> _Extract to read_:
--- start ---
How can sinful man approach the holiness of God and live? Israel trembled before the mount enveloped in smoke “because the LORD had come down upon it in fire” (Exodus 19:16-18). Isaiah cried out, “Woe is me, I am doomed!” (Isaiah 6:5) and Peter implored the Savior, “Depart from me, Lord, for I am a sinful man” (Luke 5:8).
Ludwig Wittgenstein expresses well the anguish of unworthiness, the gap we feel between ourselves and God: “The Christian religion is only for one who needs infinite help—that is, only for one who feels infinite anguish.”² Clean hands? A completely pure heart? Never a desire for that which is worthless or frivolous, much less sinful? Woe is me, for I fall far short of that standard!
--- end ---
> _Information given_:
--- start ---
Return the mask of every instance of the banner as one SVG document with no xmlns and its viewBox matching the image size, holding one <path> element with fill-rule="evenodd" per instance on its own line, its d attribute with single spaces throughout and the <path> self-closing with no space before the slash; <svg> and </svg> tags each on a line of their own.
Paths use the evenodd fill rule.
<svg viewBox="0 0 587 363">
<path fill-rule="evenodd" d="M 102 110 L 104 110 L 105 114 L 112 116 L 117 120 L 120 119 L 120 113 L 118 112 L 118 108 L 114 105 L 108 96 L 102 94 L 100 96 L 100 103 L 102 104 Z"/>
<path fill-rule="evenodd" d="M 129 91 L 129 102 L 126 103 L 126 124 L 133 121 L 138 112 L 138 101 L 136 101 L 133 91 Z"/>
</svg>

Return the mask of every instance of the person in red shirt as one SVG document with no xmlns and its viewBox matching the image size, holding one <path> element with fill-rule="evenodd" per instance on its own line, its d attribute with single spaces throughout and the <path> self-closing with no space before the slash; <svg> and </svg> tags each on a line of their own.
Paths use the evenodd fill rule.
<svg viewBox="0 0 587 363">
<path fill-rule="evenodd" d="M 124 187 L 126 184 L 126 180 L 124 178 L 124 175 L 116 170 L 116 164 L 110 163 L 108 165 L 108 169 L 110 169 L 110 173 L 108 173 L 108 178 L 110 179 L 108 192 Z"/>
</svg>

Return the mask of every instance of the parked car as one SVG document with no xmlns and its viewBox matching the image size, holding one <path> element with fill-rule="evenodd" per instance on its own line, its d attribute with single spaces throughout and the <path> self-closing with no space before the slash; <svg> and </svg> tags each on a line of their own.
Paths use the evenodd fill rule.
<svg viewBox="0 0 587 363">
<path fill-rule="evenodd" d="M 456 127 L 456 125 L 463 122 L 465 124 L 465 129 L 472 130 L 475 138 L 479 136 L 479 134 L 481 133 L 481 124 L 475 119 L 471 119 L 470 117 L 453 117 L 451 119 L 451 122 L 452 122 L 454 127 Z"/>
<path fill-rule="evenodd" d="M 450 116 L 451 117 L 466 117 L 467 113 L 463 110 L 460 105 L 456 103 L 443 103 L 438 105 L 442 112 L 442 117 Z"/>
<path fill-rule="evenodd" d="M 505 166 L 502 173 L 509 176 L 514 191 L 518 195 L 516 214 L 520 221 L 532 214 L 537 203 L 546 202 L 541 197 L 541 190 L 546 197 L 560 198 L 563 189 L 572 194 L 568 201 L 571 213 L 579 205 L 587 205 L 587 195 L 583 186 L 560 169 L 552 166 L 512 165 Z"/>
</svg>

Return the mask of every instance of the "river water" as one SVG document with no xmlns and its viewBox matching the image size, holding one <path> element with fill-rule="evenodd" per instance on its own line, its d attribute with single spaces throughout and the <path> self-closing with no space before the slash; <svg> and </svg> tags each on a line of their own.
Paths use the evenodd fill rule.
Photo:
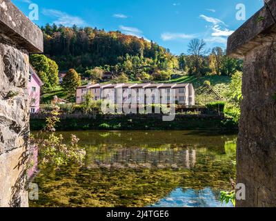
--- end ---
--- start ---
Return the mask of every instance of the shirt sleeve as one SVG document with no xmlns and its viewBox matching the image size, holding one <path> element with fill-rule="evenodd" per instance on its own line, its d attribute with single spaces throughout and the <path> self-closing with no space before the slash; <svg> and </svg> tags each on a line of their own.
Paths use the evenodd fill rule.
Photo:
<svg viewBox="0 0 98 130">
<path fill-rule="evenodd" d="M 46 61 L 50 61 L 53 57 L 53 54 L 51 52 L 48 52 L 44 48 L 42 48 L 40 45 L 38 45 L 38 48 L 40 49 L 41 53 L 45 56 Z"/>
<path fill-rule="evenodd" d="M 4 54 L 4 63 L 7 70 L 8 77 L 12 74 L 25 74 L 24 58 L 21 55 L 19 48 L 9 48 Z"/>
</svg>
--- end ---
--- start ---
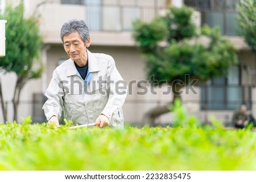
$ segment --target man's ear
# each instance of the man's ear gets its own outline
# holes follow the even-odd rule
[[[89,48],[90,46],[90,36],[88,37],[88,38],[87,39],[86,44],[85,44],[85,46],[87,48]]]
--- end ---
> _Task prompt_: Tell whether each statement agrees with the text on approaching God's holiness. Answer yes or no, and quote the deciding words from the text. (a) Isaiah is the one who asked the Lord to depart from him. (b) Israel trembled before the mount because the LORD had come down upon it in fire. (c) Wittgenstein is quoted as saying the Christian religion is only for one who needs infinite help. Work only from the text on approaching God's holiness, not from the listing.

> _Complete output_:
(a) No: "Peter implored the Savior, “Depart from me, Lord, for I am a sinful man”"
(b) Yes: "Israel trembled before the mount enveloped in smoke “because the LORD had come down upon it in fire”"
(c) Yes: "The Christian religion is only for one who needs infinite help"